Dataset rows on where objects appear

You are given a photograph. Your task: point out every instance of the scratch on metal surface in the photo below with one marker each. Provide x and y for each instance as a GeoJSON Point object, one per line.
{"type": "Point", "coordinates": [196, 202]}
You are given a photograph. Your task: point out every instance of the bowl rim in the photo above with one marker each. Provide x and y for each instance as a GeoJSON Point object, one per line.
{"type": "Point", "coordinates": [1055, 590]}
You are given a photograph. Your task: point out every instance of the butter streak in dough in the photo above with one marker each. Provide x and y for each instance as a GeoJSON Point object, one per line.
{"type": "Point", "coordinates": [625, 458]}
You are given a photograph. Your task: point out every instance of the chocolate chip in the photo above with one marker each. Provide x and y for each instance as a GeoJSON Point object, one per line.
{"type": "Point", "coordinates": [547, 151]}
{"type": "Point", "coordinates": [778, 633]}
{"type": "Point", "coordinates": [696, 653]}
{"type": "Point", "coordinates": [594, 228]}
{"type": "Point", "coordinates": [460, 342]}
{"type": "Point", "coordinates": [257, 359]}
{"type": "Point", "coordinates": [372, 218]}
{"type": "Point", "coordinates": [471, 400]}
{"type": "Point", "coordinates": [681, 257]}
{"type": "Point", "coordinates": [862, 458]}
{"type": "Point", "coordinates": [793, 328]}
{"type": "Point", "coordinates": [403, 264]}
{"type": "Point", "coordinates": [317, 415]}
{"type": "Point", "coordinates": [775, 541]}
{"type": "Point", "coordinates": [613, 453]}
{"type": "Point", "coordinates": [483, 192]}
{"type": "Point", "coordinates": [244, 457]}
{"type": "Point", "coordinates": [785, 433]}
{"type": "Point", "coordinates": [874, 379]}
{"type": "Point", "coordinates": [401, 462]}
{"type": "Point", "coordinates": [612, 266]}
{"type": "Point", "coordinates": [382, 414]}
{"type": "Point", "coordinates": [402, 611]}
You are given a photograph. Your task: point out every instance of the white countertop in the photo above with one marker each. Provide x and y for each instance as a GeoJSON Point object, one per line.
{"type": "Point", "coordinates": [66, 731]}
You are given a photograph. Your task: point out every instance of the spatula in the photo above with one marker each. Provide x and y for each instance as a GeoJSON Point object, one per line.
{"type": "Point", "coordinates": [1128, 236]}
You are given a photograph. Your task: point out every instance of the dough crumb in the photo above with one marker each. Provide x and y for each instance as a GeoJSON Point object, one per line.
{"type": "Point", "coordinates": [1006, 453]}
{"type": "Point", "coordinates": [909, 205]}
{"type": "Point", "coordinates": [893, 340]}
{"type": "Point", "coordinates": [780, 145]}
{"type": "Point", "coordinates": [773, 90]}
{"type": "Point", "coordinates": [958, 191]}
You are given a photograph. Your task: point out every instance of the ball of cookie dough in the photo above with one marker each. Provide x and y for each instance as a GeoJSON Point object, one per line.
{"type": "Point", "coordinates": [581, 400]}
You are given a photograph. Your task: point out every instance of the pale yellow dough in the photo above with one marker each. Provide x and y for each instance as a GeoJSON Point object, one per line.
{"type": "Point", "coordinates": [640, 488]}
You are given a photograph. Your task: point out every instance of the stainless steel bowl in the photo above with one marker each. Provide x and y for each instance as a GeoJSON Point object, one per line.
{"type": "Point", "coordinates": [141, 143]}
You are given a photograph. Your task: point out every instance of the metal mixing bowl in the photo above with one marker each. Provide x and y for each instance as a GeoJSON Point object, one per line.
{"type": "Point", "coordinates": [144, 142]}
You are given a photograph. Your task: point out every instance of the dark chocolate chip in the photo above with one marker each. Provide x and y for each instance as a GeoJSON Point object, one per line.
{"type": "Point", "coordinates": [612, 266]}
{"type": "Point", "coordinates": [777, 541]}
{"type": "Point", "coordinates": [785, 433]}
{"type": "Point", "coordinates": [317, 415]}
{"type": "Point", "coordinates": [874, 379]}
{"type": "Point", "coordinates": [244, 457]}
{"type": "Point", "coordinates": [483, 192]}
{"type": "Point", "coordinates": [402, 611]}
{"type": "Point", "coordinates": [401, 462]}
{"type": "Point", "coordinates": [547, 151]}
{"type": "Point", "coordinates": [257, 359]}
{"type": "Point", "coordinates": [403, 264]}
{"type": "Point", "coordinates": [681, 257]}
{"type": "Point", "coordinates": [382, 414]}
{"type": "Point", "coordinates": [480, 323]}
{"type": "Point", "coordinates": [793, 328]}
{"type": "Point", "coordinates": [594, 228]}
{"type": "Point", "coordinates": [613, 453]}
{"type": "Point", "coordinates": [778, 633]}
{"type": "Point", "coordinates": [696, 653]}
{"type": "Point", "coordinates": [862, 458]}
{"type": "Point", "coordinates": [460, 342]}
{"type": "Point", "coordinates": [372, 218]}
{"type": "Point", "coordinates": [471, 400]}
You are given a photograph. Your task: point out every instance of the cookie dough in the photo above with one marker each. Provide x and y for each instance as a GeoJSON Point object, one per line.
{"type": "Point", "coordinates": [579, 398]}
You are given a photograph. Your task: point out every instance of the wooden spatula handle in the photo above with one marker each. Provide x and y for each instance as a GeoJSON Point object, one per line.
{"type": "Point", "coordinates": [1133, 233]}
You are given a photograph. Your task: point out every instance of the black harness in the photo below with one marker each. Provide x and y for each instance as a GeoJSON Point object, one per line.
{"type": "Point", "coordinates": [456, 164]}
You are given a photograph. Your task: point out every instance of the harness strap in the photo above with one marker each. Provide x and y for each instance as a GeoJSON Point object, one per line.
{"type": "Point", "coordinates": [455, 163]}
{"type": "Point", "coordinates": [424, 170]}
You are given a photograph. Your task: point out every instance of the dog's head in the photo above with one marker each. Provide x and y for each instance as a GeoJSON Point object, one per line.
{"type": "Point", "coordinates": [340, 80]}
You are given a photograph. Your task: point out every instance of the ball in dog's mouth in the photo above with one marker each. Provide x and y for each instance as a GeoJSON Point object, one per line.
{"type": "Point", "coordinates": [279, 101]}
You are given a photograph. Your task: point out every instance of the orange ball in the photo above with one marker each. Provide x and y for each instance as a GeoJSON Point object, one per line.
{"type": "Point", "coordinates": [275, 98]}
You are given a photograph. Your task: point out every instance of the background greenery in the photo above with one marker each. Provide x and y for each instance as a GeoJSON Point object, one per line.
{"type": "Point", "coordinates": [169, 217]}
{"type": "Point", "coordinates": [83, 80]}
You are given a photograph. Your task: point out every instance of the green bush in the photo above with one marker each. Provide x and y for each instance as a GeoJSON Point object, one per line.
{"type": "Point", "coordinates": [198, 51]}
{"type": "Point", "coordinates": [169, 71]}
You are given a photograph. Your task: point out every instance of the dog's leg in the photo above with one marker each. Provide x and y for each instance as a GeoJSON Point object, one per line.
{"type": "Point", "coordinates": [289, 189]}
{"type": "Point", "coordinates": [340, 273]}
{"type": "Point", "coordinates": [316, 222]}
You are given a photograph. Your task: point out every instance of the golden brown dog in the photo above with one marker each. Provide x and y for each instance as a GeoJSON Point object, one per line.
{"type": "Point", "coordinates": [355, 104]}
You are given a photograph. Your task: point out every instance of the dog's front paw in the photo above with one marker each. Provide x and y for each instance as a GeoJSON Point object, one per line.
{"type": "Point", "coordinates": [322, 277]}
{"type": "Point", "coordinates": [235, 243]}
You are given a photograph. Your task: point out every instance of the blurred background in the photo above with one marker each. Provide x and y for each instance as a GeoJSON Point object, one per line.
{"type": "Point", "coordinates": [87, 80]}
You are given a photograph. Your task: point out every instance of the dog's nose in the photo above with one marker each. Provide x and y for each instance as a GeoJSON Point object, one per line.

● **Task to complete**:
Extract every line above exactly as it stands.

● **Reply to the task**:
You are given a photograph. Your task: point out every instance of the scratch on metal surface in the photo below with one marker each. Provide x and y for each instance as a GeoJSON Point object, one per line.
{"type": "Point", "coordinates": [196, 202]}
You are given a photograph. Your task: point out every instance of the bowl rim in the photo above with one marker each. Provide x and y for each instance as a GeoJSON Point object, one per line.
{"type": "Point", "coordinates": [1055, 590]}
You are given a photograph. Your task: point out every instance of the butter streak in dough in the photo above with one marker each. Provide x and y for each instance as a GeoJSON Point object, one per line.
{"type": "Point", "coordinates": [625, 458]}
You are given a photograph. Your task: point out every instance of the chocolate chip in the photo above with one marker each. Provide x and y for each instance as a GeoJSON Point object, one per line.
{"type": "Point", "coordinates": [547, 151]}
{"type": "Point", "coordinates": [778, 633]}
{"type": "Point", "coordinates": [696, 653]}
{"type": "Point", "coordinates": [594, 228]}
{"type": "Point", "coordinates": [460, 342]}
{"type": "Point", "coordinates": [257, 359]}
{"type": "Point", "coordinates": [372, 218]}
{"type": "Point", "coordinates": [471, 400]}
{"type": "Point", "coordinates": [681, 257]}
{"type": "Point", "coordinates": [862, 458]}
{"type": "Point", "coordinates": [793, 328]}
{"type": "Point", "coordinates": [403, 264]}
{"type": "Point", "coordinates": [317, 415]}
{"type": "Point", "coordinates": [775, 541]}
{"type": "Point", "coordinates": [613, 453]}
{"type": "Point", "coordinates": [483, 192]}
{"type": "Point", "coordinates": [244, 457]}
{"type": "Point", "coordinates": [785, 433]}
{"type": "Point", "coordinates": [874, 379]}
{"type": "Point", "coordinates": [401, 462]}
{"type": "Point", "coordinates": [612, 266]}
{"type": "Point", "coordinates": [382, 414]}
{"type": "Point", "coordinates": [402, 611]}
You are given a photograph. Your task: point out every instance of the white countertop in the photo above with one marker each. Provide x and y for each instance as a GeoJSON Point object, one per line.
{"type": "Point", "coordinates": [66, 731]}
You are given a photograph. Your task: point out every instance of the spatula in the photo above with one marker each. Provide x and y for each instance as a GeoJSON Point object, one per line.
{"type": "Point", "coordinates": [1128, 236]}
You are given a photograph. Your task: point out every instance of the dough crumb in the photo above with one marker each. Provide x and y for each instance as a GeoJSON Point object, one per line.
{"type": "Point", "coordinates": [1006, 453]}
{"type": "Point", "coordinates": [909, 205]}
{"type": "Point", "coordinates": [893, 340]}
{"type": "Point", "coordinates": [780, 145]}
{"type": "Point", "coordinates": [773, 90]}
{"type": "Point", "coordinates": [958, 191]}
You are given a photograph. Your task: point out every instance of the ball of cookie dough in the photo above with one marker each. Provide x and y for each instance as a GeoJSON Point object, one per line.
{"type": "Point", "coordinates": [581, 400]}
You are given a photograph. Your task: point out every instance of the pale yellow dough in the photo above with one marker each. Provide x and y for each instance as a GeoJSON Point object, one per line.
{"type": "Point", "coordinates": [640, 488]}
You are given a photograph. Your task: point out every instance of the stainless steel bowl in the photo above with one marker each. Provide x and y for each instance as a GeoJSON Point object, one per line.
{"type": "Point", "coordinates": [141, 143]}
You are given a photograph. Your task: point out every instance of the metal mixing bowl in the photo above with one marker each. Provide x and y for each instance as a GeoJSON Point object, one per line.
{"type": "Point", "coordinates": [144, 142]}
You are given a photograph. Your task: point out every instance of the dark chocolate chip in the photo above with one marker each. Provide x and y for each instance as a GeoJSON Point object, one per line.
{"type": "Point", "coordinates": [612, 266]}
{"type": "Point", "coordinates": [777, 541]}
{"type": "Point", "coordinates": [785, 433]}
{"type": "Point", "coordinates": [317, 415]}
{"type": "Point", "coordinates": [874, 379]}
{"type": "Point", "coordinates": [244, 457]}
{"type": "Point", "coordinates": [483, 192]}
{"type": "Point", "coordinates": [402, 611]}
{"type": "Point", "coordinates": [401, 462]}
{"type": "Point", "coordinates": [547, 151]}
{"type": "Point", "coordinates": [257, 359]}
{"type": "Point", "coordinates": [403, 264]}
{"type": "Point", "coordinates": [681, 257]}
{"type": "Point", "coordinates": [382, 414]}
{"type": "Point", "coordinates": [480, 323]}
{"type": "Point", "coordinates": [793, 328]}
{"type": "Point", "coordinates": [594, 228]}
{"type": "Point", "coordinates": [613, 453]}
{"type": "Point", "coordinates": [778, 633]}
{"type": "Point", "coordinates": [696, 653]}
{"type": "Point", "coordinates": [862, 458]}
{"type": "Point", "coordinates": [460, 342]}
{"type": "Point", "coordinates": [372, 218]}
{"type": "Point", "coordinates": [471, 400]}
You are given a photograph. Your task: point out every instance of the cookie dough in the photo above with one marker each. Provide x and y for each instance as a GeoJSON Point object, one per line.
{"type": "Point", "coordinates": [579, 398]}
You are given a photograph. Your task: point out every instance of the wooden spatula handle in the photo above with one marker each. Provide x and y for each instance as a GeoJSON Point object, one per line.
{"type": "Point", "coordinates": [1133, 233]}
You are given a photograph. Your task: point out every instance of the black harness in the photo below with one marker each. Provide x and y for each instance as a GeoJSON Point object, one per line.
{"type": "Point", "coordinates": [456, 164]}
You are given a photograph. Your task: point out every instance of the harness strap in the photo above with one marker each. Provide x and y for each instance as a GeoJSON Point object, one per line.
{"type": "Point", "coordinates": [455, 163]}
{"type": "Point", "coordinates": [424, 170]}
You are given a photograph. Your task: point out every instance of the dog's head in the photo above with one marker each. Provide x and y for each instance as a GeoJSON Point object, one per line.
{"type": "Point", "coordinates": [340, 80]}
You are given a photograph. Your task: point out every instance of the ball in dog's mouth in the photo above with one marker each. Provide x and y for each instance as a GeoJSON Point object, one per line.
{"type": "Point", "coordinates": [279, 101]}
You are given a photograph. Your task: point out every instance of the orange ball in the photo above with one marker each. Provide x and y for each instance as a GeoJSON Point object, one per line.
{"type": "Point", "coordinates": [275, 98]}
You are given a photograph. Your task: point out every instance of the background greenery in the photo above with one marker each. Provide x and y for each instance as a GeoJSON Point object, one per line.
{"type": "Point", "coordinates": [169, 217]}
{"type": "Point", "coordinates": [83, 80]}
You are given a photograph. Your task: point out every instance of the green bush in the photo above with one marker each. Provide x and y for each instance as a GeoJSON Point object, one per line.
{"type": "Point", "coordinates": [198, 51]}
{"type": "Point", "coordinates": [169, 71]}
You are given a photograph. Your task: point out every instance of the dog's leg in the photo above with one marker each. Provide x and y for each instance as a GeoJSON Point object, one per line.
{"type": "Point", "coordinates": [289, 189]}
{"type": "Point", "coordinates": [340, 273]}
{"type": "Point", "coordinates": [316, 222]}
You are given a photograph. Your task: point out every instance of the golden brown dog in the photo above with one marker each. Provide x and y for each instance as a GeoJSON Point object, one per line.
{"type": "Point", "coordinates": [355, 104]}
You are given a photograph. Your task: point out every instance of the dog's front paw in the photo above with one marker each. Provide x and y for each instance as a GeoJSON Point object, one per line.
{"type": "Point", "coordinates": [322, 277]}
{"type": "Point", "coordinates": [235, 243]}
You are given a photograph. Your task: point out every instance of the blurred background in the photo above with one marker each. Provide x and y for each instance as a GeoJSON Point object, one per line.
{"type": "Point", "coordinates": [87, 80]}
You are given a photograph. Your task: point out every instance of the dog's nose in the photo above with one marker each. Provide x and y for each instance as a GeoJSON Point object, one per line.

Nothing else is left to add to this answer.